[[ Record excerpts, beginning ]]

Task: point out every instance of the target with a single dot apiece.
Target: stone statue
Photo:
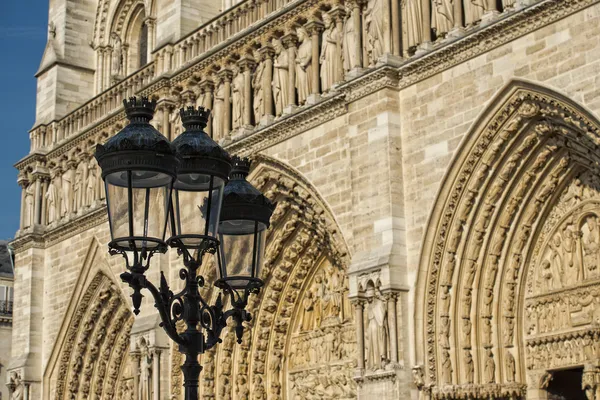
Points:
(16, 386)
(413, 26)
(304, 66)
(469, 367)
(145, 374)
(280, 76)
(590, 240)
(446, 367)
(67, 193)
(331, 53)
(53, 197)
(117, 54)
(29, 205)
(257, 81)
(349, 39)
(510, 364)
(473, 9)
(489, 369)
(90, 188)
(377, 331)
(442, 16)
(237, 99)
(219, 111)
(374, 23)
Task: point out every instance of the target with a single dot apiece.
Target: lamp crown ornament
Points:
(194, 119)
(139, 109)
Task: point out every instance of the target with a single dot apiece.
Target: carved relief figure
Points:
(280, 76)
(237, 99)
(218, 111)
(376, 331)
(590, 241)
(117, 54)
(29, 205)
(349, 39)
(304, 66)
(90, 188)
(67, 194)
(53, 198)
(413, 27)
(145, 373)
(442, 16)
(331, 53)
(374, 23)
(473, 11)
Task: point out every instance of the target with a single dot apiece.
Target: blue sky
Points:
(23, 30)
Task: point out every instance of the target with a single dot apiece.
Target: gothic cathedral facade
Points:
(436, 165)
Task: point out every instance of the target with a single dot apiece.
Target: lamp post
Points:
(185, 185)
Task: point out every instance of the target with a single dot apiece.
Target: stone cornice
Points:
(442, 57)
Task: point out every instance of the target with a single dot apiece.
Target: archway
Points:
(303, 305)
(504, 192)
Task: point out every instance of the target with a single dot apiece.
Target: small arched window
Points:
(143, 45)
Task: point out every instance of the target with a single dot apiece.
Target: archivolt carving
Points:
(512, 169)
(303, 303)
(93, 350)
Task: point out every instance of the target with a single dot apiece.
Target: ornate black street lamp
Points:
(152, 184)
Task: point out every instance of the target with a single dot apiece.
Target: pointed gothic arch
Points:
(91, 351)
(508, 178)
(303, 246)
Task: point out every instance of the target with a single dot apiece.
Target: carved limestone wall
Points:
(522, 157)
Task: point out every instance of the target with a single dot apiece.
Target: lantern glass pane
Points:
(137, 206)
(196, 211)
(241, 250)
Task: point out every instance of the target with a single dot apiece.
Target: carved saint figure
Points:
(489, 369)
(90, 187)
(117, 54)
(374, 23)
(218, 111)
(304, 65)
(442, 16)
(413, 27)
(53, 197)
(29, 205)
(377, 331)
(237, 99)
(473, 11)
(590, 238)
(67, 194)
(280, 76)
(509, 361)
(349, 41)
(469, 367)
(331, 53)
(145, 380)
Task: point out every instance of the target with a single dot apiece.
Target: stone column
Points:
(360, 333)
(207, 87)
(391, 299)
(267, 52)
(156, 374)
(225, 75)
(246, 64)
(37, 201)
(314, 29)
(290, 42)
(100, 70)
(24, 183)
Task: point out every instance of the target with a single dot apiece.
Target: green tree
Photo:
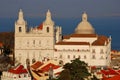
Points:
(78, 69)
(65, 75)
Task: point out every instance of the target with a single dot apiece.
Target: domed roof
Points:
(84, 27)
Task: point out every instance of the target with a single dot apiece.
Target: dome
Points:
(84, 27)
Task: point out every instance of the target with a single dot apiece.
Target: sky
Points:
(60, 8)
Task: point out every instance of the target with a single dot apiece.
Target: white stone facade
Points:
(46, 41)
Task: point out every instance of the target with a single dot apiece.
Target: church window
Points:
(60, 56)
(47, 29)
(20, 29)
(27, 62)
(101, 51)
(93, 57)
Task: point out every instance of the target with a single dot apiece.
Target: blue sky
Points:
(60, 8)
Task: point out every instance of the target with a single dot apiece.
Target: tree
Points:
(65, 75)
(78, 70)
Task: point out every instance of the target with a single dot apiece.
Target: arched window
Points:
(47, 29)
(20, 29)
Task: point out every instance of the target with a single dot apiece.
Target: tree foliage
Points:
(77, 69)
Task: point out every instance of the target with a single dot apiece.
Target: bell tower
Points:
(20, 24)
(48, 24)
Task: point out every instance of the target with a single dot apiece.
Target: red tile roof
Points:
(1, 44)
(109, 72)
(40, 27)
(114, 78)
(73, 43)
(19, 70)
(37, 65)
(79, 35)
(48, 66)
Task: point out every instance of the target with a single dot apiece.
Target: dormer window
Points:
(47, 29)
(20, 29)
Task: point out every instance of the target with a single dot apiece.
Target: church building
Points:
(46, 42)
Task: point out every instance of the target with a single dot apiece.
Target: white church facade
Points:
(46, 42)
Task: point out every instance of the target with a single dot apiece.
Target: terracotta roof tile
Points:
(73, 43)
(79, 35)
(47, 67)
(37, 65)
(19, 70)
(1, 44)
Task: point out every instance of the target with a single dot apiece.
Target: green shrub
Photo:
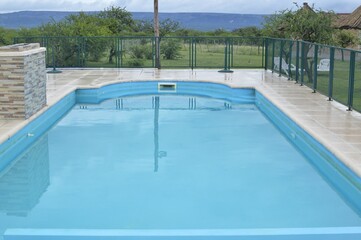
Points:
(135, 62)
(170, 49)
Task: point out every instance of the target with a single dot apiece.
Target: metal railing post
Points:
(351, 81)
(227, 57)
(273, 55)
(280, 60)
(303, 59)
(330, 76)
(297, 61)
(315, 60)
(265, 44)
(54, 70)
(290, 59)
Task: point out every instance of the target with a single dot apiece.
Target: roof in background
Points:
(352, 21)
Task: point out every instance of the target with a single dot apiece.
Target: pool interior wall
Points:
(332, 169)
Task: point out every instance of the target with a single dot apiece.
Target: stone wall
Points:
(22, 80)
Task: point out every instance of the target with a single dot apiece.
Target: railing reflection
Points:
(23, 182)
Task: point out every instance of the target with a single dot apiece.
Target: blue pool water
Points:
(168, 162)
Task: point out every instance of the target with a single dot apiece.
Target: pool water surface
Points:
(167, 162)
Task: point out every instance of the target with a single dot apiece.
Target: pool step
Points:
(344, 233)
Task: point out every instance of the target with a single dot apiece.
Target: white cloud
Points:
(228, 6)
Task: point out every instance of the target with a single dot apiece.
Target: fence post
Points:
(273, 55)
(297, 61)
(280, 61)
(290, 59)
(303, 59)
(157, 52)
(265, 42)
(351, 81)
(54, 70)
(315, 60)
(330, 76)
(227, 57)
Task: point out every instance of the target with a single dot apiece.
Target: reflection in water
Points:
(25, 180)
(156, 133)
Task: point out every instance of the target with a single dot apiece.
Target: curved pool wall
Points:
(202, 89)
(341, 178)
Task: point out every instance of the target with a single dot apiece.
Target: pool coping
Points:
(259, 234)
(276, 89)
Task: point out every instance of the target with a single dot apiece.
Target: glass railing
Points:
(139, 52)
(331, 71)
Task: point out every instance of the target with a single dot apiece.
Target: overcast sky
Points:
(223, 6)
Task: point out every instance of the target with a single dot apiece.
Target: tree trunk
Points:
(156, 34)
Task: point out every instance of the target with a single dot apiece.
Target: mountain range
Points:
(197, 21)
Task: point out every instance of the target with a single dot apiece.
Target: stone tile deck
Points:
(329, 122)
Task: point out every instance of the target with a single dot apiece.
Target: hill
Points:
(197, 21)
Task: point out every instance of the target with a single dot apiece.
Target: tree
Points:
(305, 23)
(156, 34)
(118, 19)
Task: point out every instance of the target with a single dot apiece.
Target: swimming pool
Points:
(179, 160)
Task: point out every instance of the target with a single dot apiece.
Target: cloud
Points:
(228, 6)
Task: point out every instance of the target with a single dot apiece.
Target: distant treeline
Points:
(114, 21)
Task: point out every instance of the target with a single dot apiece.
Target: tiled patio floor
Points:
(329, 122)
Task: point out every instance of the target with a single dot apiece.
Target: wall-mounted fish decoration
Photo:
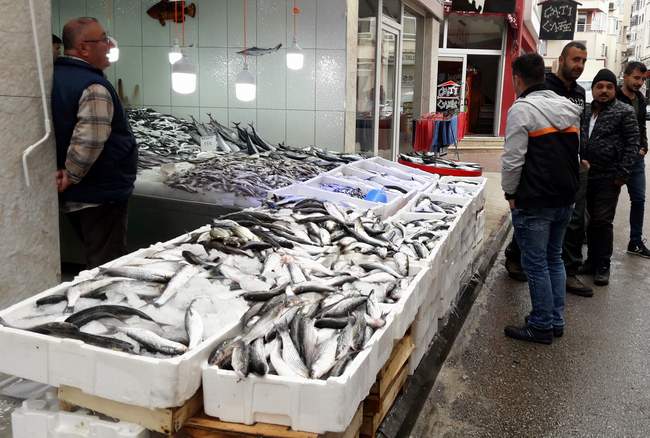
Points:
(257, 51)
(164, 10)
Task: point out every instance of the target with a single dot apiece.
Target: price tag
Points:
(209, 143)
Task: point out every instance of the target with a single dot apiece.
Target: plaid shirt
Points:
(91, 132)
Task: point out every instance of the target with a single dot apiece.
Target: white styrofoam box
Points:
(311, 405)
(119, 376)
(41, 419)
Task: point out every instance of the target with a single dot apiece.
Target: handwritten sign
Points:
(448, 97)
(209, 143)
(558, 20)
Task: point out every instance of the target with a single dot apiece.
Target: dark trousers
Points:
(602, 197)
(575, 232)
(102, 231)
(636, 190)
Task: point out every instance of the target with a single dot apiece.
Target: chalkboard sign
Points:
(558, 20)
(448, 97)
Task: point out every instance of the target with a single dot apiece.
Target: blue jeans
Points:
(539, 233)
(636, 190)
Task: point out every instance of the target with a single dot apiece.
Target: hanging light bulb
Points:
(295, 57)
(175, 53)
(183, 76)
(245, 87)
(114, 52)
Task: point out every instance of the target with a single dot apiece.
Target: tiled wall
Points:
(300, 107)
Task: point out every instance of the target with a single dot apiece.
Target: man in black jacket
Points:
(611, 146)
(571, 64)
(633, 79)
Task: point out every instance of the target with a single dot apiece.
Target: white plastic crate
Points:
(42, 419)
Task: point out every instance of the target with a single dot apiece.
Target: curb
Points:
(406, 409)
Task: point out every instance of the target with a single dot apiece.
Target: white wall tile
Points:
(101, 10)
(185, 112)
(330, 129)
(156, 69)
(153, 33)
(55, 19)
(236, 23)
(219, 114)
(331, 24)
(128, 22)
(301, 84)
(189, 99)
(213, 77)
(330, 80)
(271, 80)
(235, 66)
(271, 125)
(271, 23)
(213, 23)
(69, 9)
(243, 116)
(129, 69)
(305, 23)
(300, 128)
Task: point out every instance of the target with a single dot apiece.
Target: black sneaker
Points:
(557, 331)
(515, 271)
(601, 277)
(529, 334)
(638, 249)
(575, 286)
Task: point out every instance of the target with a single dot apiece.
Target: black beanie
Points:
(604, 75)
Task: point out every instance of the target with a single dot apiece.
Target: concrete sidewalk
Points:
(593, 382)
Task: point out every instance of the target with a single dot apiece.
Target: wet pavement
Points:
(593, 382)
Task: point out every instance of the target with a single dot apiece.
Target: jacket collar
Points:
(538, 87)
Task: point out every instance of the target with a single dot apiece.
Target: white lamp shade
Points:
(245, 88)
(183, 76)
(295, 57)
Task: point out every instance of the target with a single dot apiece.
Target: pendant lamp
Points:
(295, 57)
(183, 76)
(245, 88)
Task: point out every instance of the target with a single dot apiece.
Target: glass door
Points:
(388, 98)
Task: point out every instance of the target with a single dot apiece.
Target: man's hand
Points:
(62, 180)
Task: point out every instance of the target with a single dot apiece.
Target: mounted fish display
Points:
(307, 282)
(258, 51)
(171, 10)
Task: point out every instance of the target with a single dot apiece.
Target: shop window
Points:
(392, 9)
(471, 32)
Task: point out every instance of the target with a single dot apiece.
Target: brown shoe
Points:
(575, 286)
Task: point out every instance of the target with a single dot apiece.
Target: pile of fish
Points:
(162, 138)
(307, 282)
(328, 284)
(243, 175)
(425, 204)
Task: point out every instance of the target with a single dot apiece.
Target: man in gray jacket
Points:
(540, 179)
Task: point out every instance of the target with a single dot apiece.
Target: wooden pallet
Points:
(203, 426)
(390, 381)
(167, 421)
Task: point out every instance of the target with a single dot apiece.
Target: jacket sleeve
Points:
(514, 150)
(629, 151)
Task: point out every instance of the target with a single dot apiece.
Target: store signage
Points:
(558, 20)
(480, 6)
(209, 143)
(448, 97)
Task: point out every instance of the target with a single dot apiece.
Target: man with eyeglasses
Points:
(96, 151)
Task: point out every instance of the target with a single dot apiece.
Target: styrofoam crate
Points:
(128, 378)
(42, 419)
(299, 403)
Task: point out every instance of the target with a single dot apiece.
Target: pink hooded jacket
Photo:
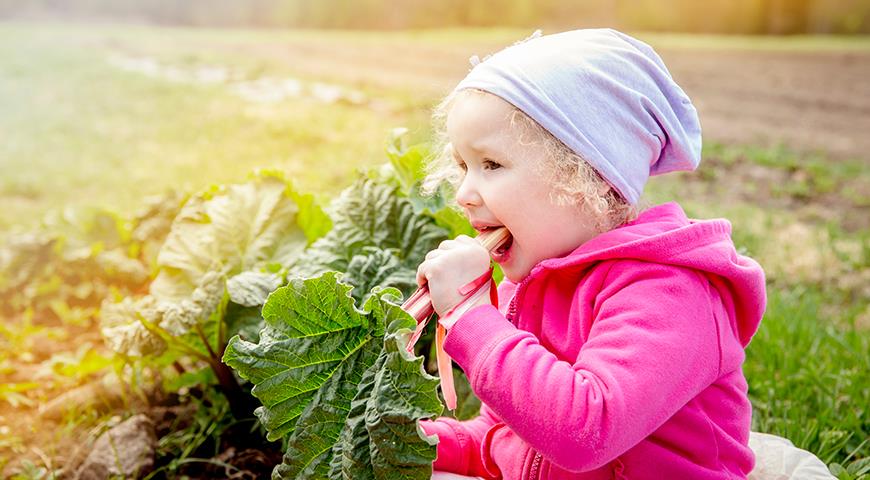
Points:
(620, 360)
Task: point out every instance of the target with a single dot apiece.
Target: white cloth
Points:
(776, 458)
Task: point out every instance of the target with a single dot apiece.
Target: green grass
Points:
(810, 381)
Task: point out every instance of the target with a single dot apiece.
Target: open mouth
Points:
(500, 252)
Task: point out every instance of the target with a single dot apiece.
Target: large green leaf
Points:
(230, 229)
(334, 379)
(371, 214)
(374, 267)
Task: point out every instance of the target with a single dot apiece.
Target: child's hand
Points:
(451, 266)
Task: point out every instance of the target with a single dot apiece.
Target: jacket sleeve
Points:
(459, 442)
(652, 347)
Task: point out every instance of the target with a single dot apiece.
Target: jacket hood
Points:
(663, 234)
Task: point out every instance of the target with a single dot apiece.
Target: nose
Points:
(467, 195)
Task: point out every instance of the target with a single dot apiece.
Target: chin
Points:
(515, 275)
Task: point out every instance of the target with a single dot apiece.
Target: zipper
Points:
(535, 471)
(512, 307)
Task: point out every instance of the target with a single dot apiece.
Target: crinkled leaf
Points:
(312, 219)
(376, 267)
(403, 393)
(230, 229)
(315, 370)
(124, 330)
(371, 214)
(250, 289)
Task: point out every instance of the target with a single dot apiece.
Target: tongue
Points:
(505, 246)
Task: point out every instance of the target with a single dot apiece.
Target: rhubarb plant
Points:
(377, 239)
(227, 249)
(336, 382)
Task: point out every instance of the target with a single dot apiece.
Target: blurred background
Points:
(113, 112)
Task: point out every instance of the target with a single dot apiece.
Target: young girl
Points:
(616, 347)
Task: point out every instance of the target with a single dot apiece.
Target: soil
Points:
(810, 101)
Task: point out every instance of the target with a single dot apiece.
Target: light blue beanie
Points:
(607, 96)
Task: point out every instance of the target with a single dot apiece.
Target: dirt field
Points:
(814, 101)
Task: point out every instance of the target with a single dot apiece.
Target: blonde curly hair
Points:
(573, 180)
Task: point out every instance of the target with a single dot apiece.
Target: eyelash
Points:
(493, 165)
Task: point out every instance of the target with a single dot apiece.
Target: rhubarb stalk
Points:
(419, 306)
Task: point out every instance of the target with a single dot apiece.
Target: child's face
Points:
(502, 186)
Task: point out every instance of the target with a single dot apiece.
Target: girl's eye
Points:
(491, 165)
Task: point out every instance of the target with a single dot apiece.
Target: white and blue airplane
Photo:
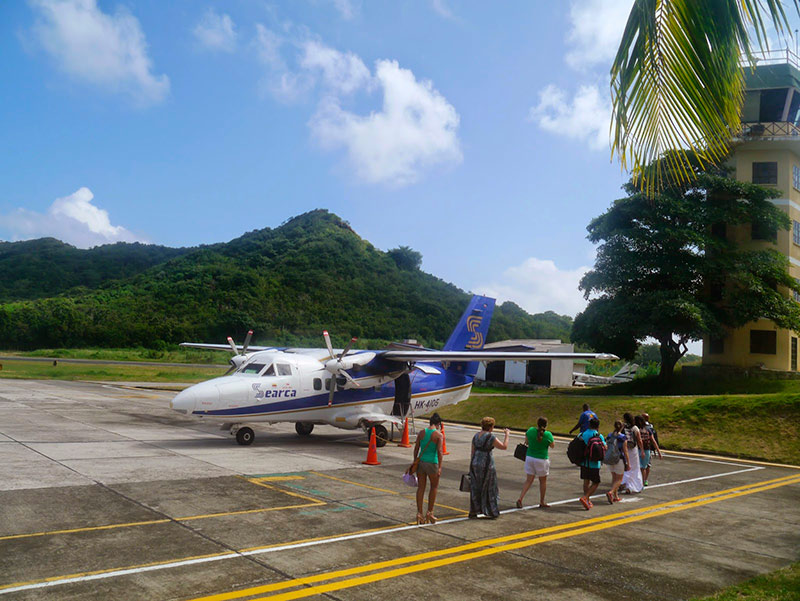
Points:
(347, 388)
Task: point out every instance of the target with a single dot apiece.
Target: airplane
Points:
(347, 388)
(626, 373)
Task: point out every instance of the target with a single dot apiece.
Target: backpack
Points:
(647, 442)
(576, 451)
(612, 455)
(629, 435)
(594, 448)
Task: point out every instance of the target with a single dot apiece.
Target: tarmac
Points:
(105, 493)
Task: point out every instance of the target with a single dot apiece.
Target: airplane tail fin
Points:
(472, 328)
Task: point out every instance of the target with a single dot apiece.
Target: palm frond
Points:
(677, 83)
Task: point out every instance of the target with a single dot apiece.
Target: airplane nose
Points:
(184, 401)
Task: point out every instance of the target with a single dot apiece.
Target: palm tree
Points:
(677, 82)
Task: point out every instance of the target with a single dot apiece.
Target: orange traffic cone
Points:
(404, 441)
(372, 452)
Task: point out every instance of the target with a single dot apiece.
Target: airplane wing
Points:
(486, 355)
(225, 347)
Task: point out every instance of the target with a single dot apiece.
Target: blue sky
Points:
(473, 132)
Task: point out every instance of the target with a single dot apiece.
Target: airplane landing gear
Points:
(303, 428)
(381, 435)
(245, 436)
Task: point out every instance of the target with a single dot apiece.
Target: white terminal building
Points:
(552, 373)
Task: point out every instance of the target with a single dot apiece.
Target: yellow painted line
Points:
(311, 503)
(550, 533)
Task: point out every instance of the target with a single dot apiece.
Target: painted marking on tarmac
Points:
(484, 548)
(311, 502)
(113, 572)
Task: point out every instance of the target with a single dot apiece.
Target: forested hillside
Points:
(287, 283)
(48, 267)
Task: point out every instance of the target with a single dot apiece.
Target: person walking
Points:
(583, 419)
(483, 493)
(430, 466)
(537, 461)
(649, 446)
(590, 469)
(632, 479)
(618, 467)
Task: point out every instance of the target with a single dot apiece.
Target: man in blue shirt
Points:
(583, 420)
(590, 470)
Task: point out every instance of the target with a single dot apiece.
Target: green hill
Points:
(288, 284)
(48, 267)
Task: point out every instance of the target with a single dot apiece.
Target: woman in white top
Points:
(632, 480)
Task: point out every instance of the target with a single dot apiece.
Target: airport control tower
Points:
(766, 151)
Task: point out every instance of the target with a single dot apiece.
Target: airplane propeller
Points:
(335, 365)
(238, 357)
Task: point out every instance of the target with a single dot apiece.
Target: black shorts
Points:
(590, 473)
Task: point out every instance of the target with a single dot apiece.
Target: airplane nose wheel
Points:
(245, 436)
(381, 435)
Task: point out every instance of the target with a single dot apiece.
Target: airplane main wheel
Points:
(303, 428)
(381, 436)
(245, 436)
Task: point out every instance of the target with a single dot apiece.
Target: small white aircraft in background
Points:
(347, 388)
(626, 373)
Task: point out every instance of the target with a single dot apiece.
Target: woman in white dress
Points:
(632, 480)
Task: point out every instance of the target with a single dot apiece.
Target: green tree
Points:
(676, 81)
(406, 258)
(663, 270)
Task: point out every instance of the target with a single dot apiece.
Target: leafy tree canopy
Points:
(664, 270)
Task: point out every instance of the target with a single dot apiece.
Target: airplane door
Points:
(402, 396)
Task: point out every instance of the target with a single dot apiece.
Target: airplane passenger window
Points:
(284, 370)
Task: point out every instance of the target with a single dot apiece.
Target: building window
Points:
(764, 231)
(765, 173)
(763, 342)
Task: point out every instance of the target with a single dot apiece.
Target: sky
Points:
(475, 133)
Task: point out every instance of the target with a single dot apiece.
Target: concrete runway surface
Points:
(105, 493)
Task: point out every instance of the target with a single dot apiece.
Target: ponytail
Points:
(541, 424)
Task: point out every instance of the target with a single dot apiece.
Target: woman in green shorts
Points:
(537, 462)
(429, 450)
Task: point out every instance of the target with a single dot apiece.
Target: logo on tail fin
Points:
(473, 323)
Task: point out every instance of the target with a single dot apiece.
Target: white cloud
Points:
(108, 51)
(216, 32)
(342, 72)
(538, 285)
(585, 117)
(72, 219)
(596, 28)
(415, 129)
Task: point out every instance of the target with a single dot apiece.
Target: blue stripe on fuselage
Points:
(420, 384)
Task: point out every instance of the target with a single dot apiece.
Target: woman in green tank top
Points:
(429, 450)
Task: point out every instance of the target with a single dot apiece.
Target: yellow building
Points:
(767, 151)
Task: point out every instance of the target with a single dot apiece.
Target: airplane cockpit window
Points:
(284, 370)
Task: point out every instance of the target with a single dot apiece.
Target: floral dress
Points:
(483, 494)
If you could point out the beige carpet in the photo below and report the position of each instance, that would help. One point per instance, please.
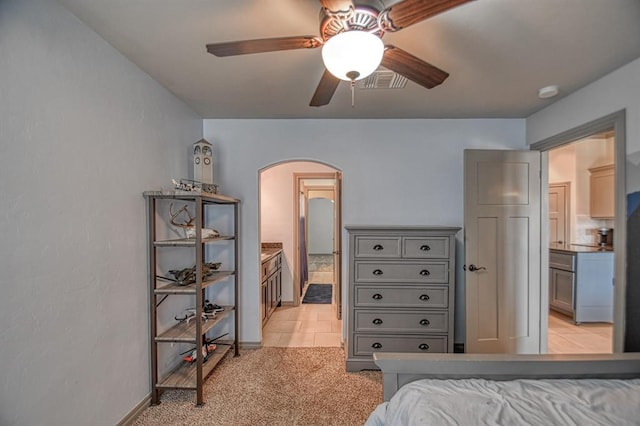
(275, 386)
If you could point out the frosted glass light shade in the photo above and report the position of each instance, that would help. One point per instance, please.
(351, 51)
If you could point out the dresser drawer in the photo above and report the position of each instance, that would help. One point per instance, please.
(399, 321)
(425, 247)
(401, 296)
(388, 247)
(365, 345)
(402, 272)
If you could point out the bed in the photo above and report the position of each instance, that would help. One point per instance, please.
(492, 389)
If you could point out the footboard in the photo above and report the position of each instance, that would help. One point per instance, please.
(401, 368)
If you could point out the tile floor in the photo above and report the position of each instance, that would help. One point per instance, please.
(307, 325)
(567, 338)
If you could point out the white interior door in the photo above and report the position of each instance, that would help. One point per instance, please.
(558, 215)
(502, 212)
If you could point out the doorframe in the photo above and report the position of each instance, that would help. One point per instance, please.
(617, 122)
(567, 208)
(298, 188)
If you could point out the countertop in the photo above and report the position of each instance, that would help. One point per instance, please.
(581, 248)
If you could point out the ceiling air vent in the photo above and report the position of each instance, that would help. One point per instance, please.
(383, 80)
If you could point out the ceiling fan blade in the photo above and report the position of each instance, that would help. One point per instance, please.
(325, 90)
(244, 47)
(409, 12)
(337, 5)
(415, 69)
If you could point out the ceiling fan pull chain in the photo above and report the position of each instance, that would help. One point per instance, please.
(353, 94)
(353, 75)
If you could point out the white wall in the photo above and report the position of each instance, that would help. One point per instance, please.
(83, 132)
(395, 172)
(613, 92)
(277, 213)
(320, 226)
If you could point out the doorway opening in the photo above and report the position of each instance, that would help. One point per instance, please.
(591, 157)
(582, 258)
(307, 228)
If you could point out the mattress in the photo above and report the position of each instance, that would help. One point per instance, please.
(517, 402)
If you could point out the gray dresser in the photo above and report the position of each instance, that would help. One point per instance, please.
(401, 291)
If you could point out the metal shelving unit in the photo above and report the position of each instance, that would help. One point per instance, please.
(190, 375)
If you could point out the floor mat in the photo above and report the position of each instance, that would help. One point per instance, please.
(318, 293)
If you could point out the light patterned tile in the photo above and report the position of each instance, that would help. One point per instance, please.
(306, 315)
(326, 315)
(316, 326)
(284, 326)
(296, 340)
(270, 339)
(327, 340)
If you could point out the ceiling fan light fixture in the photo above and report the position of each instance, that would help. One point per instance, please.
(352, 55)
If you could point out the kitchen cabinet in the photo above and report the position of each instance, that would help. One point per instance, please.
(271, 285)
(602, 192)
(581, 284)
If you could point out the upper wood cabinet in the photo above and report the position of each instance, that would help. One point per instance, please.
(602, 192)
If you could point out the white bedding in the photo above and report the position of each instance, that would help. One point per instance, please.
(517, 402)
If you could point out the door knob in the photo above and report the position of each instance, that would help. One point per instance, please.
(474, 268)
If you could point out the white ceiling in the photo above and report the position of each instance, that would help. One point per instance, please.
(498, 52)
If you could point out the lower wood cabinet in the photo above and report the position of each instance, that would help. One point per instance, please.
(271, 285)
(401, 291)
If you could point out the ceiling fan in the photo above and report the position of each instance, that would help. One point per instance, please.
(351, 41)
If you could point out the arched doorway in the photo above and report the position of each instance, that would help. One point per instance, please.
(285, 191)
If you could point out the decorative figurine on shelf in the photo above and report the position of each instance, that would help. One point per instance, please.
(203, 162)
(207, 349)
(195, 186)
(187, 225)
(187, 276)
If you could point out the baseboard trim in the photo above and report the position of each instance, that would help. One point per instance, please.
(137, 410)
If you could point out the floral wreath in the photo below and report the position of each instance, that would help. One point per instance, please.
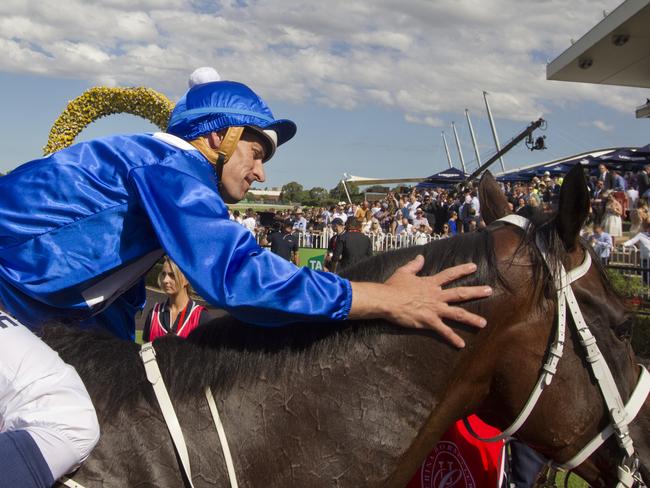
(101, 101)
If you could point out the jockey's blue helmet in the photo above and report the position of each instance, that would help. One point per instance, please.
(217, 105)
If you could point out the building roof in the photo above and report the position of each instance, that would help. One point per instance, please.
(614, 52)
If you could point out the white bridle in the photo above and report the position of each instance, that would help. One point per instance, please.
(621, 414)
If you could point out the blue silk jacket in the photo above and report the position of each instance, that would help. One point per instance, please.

[[ Record excerpts, end ]]

=== Your task ===
Among the entries, how many lines hold the word "background"? Please answer with only that number.

=== Task output ===
3